▶ [Lista de tarefas]:
A. Na ficha do discurso sobre as eleições, quais termos compõem o tópico de indexação que começa com "IMPORTANCIA"?
B. Escreva o que viria logo depois do último tópico de indexação na ficha do discurso sobre as eleições.

▶ [Trecho do documento]:
##############################

Discurso durante a 110ª Sessão Deliberativa Ordinária, no Senado Federal

Balanço dos resultados eleitorais e defesa de mudanças na legislação eleitoral para restringir a divulgação de pesquisas eleitorais.

Autor
Ney Suassuna (PMDB - Movimento Democrático Brasileiro/PB)
Nome completo: Ney Robinson Suassuna
Casa
Senado Federal
Tipo
Discurso
Resumo por assunto
ELEIÇÕES.:
  • Balanço dos resultados eleitorais e defesa de mudanças na legislação eleitoral para restringir a divulgação de pesquisas eleitorais.
Publicação
Publicação no DSF de 09/10/2002 - Página 18169
Assunto
Outros > ELEIÇÕES.
Indexação
  • BALANÇO, RESULTADO, ELEIÇÕES, PAIS, VITORIA, PARTIDO POLITICO, OPOSIÇÃO, DEMONSTRAÇÃO, AUSENCIA, APROVAÇÃO, POPULAÇÃO, ATUAÇÃO, GOVERNO.
  • DEFESA, NECESSIDADE, REFORMA POLITICA, ALTERAÇÃO, LEGISLAÇÃO ELEITORAL, IMPEDIMENTO, PROBLEMA, PROCESSO ELEITORAL, ESPECIFICAÇÃO, DIVULGAÇÃO, PESQUISA, IMPOSIÇÃO, ACEITAÇÃO, RESULTADO, COEFICIENTE, ELEIÇÕES.
  • IMPORTANCIA, ATUAÇÃO, CONGRESSO NACIONAL, FACILITAÇÃO, FUTURO, GOVERNO, PAIS.

##############################

▶ [Trechos dos itens]:
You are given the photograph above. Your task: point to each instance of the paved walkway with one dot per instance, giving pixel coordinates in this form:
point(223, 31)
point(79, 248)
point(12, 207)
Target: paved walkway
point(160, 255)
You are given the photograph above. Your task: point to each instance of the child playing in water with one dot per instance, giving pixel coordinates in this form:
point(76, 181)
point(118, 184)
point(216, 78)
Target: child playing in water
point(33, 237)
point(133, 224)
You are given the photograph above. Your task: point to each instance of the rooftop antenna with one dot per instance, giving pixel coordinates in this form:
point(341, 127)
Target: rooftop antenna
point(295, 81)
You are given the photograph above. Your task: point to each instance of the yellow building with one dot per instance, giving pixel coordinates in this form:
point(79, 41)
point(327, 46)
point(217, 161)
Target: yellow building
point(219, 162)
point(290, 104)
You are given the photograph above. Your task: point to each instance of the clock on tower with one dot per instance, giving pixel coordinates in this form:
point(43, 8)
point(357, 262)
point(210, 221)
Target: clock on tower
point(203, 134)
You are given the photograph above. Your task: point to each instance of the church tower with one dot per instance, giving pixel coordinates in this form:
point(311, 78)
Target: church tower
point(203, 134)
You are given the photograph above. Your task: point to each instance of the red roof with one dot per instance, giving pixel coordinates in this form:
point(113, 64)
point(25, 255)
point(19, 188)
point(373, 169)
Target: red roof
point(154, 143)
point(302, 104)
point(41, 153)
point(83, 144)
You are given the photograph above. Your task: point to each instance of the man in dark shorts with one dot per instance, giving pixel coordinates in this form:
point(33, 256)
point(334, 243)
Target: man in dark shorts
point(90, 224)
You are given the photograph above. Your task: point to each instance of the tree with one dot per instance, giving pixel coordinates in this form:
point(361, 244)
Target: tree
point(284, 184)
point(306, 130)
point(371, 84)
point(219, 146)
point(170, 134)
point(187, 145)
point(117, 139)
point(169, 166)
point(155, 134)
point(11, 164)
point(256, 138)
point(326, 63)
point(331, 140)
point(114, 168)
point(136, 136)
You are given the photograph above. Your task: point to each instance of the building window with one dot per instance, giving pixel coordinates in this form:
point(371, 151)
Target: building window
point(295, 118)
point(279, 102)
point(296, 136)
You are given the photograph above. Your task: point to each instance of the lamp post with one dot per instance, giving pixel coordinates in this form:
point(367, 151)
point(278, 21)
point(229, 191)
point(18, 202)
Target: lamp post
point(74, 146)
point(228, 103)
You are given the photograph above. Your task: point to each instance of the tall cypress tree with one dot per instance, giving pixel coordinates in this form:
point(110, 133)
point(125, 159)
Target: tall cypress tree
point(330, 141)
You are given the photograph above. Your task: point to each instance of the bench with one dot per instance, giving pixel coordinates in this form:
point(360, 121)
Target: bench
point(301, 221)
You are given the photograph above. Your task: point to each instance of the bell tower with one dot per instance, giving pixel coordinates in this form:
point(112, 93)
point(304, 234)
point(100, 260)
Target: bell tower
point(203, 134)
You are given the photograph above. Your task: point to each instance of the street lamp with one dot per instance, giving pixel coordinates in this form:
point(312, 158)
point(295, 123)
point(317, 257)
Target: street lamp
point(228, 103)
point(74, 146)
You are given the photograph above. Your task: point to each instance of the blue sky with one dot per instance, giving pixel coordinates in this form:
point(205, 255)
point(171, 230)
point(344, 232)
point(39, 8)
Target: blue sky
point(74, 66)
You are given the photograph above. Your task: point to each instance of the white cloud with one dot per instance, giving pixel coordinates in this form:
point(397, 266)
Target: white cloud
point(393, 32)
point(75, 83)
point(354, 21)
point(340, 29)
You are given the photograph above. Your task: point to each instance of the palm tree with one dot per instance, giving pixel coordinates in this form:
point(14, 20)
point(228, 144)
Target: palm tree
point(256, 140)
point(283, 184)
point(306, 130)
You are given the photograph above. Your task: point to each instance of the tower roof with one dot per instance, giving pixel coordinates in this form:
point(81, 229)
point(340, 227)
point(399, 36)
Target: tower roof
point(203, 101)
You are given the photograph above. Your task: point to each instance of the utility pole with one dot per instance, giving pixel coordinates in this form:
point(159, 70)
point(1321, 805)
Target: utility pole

##############################

▶ [Resultados em ordem]:
A. IMPORTANCIA, ATUAÇÃO, CONGRESSO NACIONAL, FACILITAÇÃO, FUTURO, GOVERNO, PAIS

B.
O SR. NEY SUASSUNA (PMDB - PB. Pronuncia o seguinte discurso. Sem revisão do orador.) - Sr. Presidente, Srªs e Srs. Senadores, ao iniciar esta oração, creio que cabe a mim dizer da dificuldade de analisar um pleito a tão pouca distância de sua realização. Normalmente, o envolvimento, as emoções e os fatos ainda não inteiramente esclarecidos de alguns episódios dificultam a análise. Entretanto, eu não poderia deixar de estar nesta tribuna, neste momento, analisando a última eleição.

Primeiramente, quero falar do amadurecimento político do cidadão brasileiro. Todos pensavam que, em alguns grotões, o povo continuaria sendo levado. Que equívoco! Como cabe a frase “a voz do povo é a voz de Deus”! Houve uma modificação no comportamento dos brasileiros, e tem havido, realmente, uma lenta, gradual e segura marcha em busca da democracia, iniciada nos anos 80 com a eleição do Presidente Tancredo Neves, seguida pelo Governo José Sarney, que deu prosseguimento à redemocratização. A cada dia, tem-se mostrado mais consolidada a nossa democracia.

Srªs e Srs. Senadores, rendo uma homenagem ao Presidente Fernando Henrique Cardoso, que, com firmeza e convicção, mostrou, por meio de sua formação de democrata, como deveria se comportar o Governo. E se comportou de modo impecável. O Presidente Fernando Henrique Cardoso foi um magistrado, e isso é o que tem sido cantado e decantado em todo o mundo por meio da imprensa de todos os países que aqui se fizeram representar para assistir ao nosso processo eleitoral, um dos mais modernos, se não o mais moderno de hoje.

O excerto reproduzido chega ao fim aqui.